• Extract
──────
So after five years, I decided to bring back my Chasing Zebras: Living with an Undiagnosed Disease blog back; except that I’m not living with an undiagnosed diseases. I live with Lupus co-occurring with Ankylosing Spondylitis, Sjogrens, Antiphospholipid Syndrome, Epilepsy, and paralysis of most of my GI system.

Sunday, August 20, 2017

Pills, Pills, Pills!

Let’s go over my med list for pure ^&*ts and giggles!! It’s a colorful array of pills, capsules, inhalers, sprays… lots of fun!! Let’s get started!

Alfuzosin: this lovely pill is so I can urinate more easily, without it I sit on the toilet and start humming muzak to kill time and entertain any individual in the bathroom with me if I’m out and about in the world. I do hum well.

Dexilant: this bright-blue capsule helps reduce the risk of pneumonia from stomach acid zipping up my esophagus.

Reglan: four times a day I swallow this white, chalky pill so that I can actually swallow and move food down and out my stomach, all the while keeping it in. You see I have what appears to be progressive paralysis of my esophagus and stomach.

Linzess: every morning this delicate, white capsule stickily slips down my throat to help my intestines cope with their growing paralysis.

Metformin: this is a hellacious, monster tablet I was put on after the scales of corticosteroid use tipped against my favor and started to cause blood sugar problems.

Aquoral: With sjogrens drying out my body from the inside out, I’ve recently needed a prescription spray for my mouth so that I have saliva.

Pilocarpine: Four times a day this tiny pill causes me to sweat like a little piggy in the hot, summer sun (if in fact pigs sweat) just so I can have saliva in my mouth.

Cimzia: the ouch medication. This is a shot I give myself every two weeks in my belly. And it hurts, all so that my spine can stop fusing together

Methotrexate: this is my weekly injection of low-dose chemotherapy designed to help not only keep my Ankylosing Spondylitis, but my Lupus under control. So far I haven’t lost too much hair, but I’ve learned I can’t color my hair. But that’s okay, I always wanted to see how my hair would eventually look gray!

Plaquenil: The staple of all rheumatological medications for Lupus and the wonderful array of other diseases.
──────
• Task to complete
Retype the passage of the medication blog post between "Linzess: every morning" and "blood sugar problems.", inclusive.
──────
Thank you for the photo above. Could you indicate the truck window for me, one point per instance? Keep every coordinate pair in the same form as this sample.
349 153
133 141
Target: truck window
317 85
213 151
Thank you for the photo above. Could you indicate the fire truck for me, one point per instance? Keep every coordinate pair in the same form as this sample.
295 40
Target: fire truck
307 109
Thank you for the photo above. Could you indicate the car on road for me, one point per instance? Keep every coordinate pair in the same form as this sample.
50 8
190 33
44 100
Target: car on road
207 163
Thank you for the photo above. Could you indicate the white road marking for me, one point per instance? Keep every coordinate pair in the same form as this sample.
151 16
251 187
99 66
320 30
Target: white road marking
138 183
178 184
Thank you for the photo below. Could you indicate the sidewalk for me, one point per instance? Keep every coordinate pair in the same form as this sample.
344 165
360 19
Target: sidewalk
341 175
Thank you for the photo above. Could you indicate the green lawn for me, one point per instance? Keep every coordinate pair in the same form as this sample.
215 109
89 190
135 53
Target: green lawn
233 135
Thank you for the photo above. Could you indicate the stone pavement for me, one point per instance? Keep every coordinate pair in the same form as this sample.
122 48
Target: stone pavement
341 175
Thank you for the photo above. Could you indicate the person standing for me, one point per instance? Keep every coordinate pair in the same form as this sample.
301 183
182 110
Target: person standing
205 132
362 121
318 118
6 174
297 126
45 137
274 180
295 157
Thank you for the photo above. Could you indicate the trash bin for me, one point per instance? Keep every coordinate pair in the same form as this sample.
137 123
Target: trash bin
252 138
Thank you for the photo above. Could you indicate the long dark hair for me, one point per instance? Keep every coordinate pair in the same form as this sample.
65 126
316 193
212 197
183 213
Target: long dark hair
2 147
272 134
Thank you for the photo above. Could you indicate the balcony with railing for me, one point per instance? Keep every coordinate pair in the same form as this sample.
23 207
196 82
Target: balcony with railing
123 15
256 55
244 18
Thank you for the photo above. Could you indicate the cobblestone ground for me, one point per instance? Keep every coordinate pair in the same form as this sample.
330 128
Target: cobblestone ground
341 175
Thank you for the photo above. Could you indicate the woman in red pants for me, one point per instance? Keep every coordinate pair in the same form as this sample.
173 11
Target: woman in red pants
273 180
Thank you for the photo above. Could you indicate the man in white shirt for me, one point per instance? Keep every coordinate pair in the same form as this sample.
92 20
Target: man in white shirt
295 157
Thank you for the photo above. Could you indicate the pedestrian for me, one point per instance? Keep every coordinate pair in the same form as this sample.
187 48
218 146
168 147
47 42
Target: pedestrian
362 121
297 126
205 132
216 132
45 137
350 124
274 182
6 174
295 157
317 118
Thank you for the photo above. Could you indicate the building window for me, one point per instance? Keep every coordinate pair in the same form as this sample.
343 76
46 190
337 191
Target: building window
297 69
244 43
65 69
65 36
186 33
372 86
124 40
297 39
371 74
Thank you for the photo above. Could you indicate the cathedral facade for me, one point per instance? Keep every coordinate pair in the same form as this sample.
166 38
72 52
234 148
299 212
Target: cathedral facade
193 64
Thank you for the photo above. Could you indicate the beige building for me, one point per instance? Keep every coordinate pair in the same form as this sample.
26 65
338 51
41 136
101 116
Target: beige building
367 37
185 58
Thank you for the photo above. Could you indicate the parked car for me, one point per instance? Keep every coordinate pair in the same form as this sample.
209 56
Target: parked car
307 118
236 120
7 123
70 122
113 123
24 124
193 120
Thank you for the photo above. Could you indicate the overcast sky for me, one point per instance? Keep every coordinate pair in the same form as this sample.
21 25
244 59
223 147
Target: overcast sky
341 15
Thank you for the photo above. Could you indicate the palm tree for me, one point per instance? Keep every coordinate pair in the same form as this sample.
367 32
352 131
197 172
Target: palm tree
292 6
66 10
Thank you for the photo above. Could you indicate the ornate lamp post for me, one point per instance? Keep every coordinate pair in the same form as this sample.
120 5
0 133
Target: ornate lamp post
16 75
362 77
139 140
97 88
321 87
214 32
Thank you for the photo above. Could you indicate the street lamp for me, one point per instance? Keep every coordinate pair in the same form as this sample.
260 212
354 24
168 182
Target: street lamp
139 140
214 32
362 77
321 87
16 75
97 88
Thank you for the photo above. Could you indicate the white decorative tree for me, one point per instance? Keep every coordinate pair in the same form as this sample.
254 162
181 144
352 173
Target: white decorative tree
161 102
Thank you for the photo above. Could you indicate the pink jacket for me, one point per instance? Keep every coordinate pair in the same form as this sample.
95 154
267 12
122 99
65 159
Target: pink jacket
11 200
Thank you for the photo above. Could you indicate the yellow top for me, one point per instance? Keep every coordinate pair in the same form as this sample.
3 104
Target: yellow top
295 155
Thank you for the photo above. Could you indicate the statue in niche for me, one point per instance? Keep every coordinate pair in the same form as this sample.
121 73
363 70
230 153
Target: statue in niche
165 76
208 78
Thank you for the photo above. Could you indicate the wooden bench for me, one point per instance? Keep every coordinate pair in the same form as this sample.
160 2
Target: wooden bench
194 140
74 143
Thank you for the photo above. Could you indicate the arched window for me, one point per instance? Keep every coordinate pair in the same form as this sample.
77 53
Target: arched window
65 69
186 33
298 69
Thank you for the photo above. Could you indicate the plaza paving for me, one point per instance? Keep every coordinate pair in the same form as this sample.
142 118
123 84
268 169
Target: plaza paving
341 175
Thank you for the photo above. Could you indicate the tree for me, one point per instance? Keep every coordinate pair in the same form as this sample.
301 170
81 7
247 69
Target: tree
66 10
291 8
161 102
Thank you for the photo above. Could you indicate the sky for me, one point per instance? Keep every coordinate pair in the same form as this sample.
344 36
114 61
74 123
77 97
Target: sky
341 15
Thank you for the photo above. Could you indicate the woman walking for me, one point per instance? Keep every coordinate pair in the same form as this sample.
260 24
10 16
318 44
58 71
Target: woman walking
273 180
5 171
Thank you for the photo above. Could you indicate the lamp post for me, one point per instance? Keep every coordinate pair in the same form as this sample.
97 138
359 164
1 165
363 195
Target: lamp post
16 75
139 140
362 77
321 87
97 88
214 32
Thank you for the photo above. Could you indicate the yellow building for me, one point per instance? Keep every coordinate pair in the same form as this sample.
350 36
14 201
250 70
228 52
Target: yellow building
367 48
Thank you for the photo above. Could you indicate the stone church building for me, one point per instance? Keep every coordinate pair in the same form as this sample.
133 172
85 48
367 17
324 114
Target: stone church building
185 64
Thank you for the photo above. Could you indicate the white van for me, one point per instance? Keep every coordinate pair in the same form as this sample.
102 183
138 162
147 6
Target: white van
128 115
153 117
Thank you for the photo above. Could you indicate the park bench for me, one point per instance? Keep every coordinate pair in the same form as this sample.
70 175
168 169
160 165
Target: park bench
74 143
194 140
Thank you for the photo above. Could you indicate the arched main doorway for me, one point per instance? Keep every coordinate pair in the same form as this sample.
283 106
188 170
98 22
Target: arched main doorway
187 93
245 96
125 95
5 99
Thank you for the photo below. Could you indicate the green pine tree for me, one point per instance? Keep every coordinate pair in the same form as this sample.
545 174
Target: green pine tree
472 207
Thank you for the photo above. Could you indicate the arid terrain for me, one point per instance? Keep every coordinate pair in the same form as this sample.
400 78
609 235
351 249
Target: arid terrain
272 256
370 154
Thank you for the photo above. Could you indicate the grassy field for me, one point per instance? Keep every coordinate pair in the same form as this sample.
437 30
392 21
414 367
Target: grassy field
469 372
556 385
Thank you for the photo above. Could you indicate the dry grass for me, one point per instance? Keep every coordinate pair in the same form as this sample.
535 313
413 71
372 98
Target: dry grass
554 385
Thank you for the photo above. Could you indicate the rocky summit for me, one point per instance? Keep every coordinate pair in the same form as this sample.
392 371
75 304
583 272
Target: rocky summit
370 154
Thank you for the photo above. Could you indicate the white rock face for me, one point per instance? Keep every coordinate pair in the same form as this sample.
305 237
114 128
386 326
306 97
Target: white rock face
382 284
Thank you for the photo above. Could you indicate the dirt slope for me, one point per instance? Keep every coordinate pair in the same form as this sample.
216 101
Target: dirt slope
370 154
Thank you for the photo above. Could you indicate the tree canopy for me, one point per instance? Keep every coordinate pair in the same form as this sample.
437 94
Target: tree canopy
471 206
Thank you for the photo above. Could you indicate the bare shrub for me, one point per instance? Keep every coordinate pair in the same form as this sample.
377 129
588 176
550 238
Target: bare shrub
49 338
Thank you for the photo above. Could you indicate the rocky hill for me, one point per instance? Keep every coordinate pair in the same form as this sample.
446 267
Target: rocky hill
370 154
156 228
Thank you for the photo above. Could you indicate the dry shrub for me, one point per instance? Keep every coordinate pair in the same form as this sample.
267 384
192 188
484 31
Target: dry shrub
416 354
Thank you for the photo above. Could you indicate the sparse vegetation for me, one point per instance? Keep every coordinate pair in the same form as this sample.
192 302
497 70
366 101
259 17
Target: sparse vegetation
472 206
──────
• Written response
Linzess: every morning this delicate, white capsule stickily slips down my throat to help my intestines cope with their growing paralysis.

Metformin: this is a hellacious, monster tablet I was put on after the scales of corticosteroid use tipped against my favor and started to cause blood sugar problems.